- [What needs to be done]: Please return the whole listing word for word.

- [Data for this exercise]:

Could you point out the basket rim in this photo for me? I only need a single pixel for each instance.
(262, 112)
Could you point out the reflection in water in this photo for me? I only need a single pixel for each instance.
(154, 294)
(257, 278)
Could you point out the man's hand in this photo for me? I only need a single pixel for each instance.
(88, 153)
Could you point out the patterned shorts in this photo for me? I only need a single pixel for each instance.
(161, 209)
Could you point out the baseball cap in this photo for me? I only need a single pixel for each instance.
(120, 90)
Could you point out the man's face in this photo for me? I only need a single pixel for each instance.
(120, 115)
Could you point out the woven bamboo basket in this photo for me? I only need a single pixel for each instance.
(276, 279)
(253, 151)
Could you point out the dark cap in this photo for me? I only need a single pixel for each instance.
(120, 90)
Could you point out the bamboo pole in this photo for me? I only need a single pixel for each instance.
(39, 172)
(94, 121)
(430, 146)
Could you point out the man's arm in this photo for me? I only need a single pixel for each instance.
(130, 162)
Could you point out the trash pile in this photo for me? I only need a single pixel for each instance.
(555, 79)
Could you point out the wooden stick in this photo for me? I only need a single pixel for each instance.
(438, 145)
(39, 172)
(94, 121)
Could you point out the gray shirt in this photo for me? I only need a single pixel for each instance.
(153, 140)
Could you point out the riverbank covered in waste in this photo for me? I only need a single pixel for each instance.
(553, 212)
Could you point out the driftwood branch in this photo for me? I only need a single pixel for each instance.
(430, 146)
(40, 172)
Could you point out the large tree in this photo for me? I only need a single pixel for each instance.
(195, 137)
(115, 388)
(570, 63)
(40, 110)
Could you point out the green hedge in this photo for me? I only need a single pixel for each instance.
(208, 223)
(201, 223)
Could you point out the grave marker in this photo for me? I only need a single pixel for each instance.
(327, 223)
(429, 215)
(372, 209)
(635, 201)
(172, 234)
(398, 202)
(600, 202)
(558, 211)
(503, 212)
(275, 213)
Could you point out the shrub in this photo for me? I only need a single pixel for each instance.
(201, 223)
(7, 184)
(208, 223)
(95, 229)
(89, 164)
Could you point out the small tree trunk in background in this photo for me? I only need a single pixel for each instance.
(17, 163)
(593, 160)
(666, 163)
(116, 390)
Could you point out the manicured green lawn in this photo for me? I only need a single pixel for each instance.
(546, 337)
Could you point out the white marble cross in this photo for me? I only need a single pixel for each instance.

- [Finished exercise]:
Could you point out the basket rim in this photo for me? I only need a single pixel for each instance.
(262, 112)
Could you point out the reflection in water in this photo for me? I only need a single pixel for each instance.
(154, 294)
(257, 278)
Could you point out the man's hand in this photo for me? I only need a single pixel for each instance.
(88, 153)
Could you point out the patterned shorts in this photo for me? I only need a single pixel for each instance.
(161, 209)
Could you point out the baseball cap in this photo for me? I only need a single pixel for each instance.
(120, 90)
Could you point out the man's face in this photo for me? I only need a single pixel for each instance.
(120, 115)
Could you point out the woven bamboo basket in this photo for me? I only need a single pixel for each instance.
(276, 279)
(253, 151)
Could you point out the dark cap in this photo for me? I only need a single pixel for each instance.
(120, 90)
Could you point out the bamboo pole in this photo for me? I only need a single pixel for each instance.
(39, 172)
(94, 121)
(430, 146)
Could you point out the man's arm in this photo for me? I only need a single pixel for each instance.
(130, 162)
Could you point out the trash pile in this photo for me? I only need a single pixel for each instance.
(555, 79)
Could you point out the wooden stick in this photo for me? I only need a single pixel for each instance.
(438, 145)
(39, 172)
(94, 121)
Could you point out the gray shirt in this photo for me? I only need a single pixel for each instance.
(153, 140)
Could you point out the riverbank covered in waste in this photo for me? I only need a single pixel for each instance.
(553, 212)
Could you point out the driftwood branch in this photo for me? I only need a single pixel for each instance.
(430, 146)
(40, 172)
Could you point out the large tree in this photo for me? I only need a single pixel for each instance.
(195, 137)
(115, 388)
(570, 63)
(40, 110)
Could you point out the green hedge in this photo for me? I only need a single pixel for each instance.
(208, 223)
(201, 223)
Could you point out the grave marker in this photo for me? I only need a single pixel for each instance.
(327, 223)
(429, 215)
(372, 209)
(635, 201)
(172, 234)
(398, 202)
(600, 202)
(558, 211)
(503, 212)
(275, 213)
Could you point out the shrub in this photo for me? I only need a single pixel for each instance.
(201, 223)
(7, 184)
(208, 223)
(95, 229)
(89, 164)
Could you point out the small tree trunk in background in this photo for me? I only need a single pixel for each instance.
(17, 163)
(593, 160)
(666, 163)
(116, 390)
Could you point out the manicured green lawn in this photo for me? I only need a single pixel for each instance.
(546, 337)
Could you point out the white marble cross in this photo for me? I only need a single pixel for each instance.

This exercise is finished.